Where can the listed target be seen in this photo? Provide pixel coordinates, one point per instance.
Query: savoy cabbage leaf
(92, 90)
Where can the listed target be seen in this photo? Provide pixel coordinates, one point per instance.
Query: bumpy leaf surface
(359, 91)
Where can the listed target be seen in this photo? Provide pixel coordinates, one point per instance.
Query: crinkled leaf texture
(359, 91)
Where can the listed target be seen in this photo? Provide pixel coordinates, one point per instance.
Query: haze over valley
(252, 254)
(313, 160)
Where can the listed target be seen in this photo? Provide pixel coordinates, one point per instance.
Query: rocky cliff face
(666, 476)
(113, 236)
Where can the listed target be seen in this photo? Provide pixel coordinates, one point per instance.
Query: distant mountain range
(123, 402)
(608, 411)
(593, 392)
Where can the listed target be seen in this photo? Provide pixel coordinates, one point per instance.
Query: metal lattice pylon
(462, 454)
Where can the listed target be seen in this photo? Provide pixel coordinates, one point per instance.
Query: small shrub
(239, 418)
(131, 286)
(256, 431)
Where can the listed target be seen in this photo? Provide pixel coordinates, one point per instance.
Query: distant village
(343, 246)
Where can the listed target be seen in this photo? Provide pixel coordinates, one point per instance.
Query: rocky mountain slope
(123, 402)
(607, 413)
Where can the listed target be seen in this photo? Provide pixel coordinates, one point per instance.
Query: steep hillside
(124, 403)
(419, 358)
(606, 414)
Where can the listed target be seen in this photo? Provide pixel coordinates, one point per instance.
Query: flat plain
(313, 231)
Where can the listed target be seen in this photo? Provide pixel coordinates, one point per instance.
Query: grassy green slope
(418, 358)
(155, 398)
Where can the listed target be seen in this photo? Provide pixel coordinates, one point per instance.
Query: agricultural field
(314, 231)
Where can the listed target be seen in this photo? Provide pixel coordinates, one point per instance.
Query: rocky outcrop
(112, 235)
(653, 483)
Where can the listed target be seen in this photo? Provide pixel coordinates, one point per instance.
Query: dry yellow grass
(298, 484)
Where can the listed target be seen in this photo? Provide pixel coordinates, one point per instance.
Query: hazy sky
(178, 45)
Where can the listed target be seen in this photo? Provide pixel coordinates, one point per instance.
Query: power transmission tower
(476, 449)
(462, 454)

• [Brief] Each record must be repeated exactly as it is.

• [Full response]
Where can the listed target be seen in this photo? Provide pixel coordinates, one point per instance.
Query: savoy cabbage leaf
(92, 90)
Where can the listed target be seen in this photo? Provide pixel coordinates, one point per instance.
Query: bumpy leaf surface
(359, 91)
Where can the listed target be seen in this photo? Provide pixel coordinates, one point per instance.
Query: crinkled leaf texture
(359, 91)
Where can the listed target be seen in this photo? Provide pixel coordinates, one point per instance.
Query: haze over valley
(252, 254)
(313, 160)
Where can the listed target be seen in this photo? Provide pixel coordinates, one point per instance.
Query: rocky cliff face
(666, 476)
(113, 236)
Where can the listed target be seen in this photo? Provide pixel coordinates, one point per instance.
Query: distant mountain range
(123, 402)
(608, 411)
(593, 392)
Where can the listed target be seen in this photo? Provide pixel coordinates, one point per instance.
Query: metal lattice pylon
(462, 454)
Where can the listed target be seen in this photo? Provide pixel coordinates, one point per instance.
Query: small shrub
(239, 418)
(131, 286)
(256, 431)
Where can the listed target be seen in this photo? Provide pixel coordinates, one point per instance.
Query: distant village
(343, 246)
Where can the listed target be seen in this photo? Provide pixel coordinates, one point per instance.
Query: rocky mountain slope
(123, 402)
(607, 413)
Where can the listed target be seen in this photo? Provide pixel coordinates, one point per instance.
Query: steep hillside
(124, 403)
(419, 358)
(606, 414)
Where can the listed target be seen in this photo? Provide pixel coordinates, one point per instance.
Query: flat plain
(313, 231)
Where can the listed target be seen in this photo? Provide pixel coordinates, one point per instance.
Query: grassy green slope
(418, 358)
(155, 398)
Where can the listed target be seen in this photo? Provide pixel coordinates, one point per instance.
Query: agricultural field
(314, 231)
Where can the listed target be seen in this photo? Provide pixel coordinates, one point per instance.
Query: rocky outcrop
(112, 235)
(653, 483)
Where can the listed target be seen in this photo? Provide pixel coordinates, one point per instance.
Query: dry yellow grass
(298, 484)
Where can the listed target be seen in this photo? Provide pixel coordinates, one point per instance.
Query: hazy sky
(178, 45)
Where can the listed target be seen in this photo? Provide pixel coordinates, one point per instance.
Query: power transmission tower
(476, 449)
(462, 454)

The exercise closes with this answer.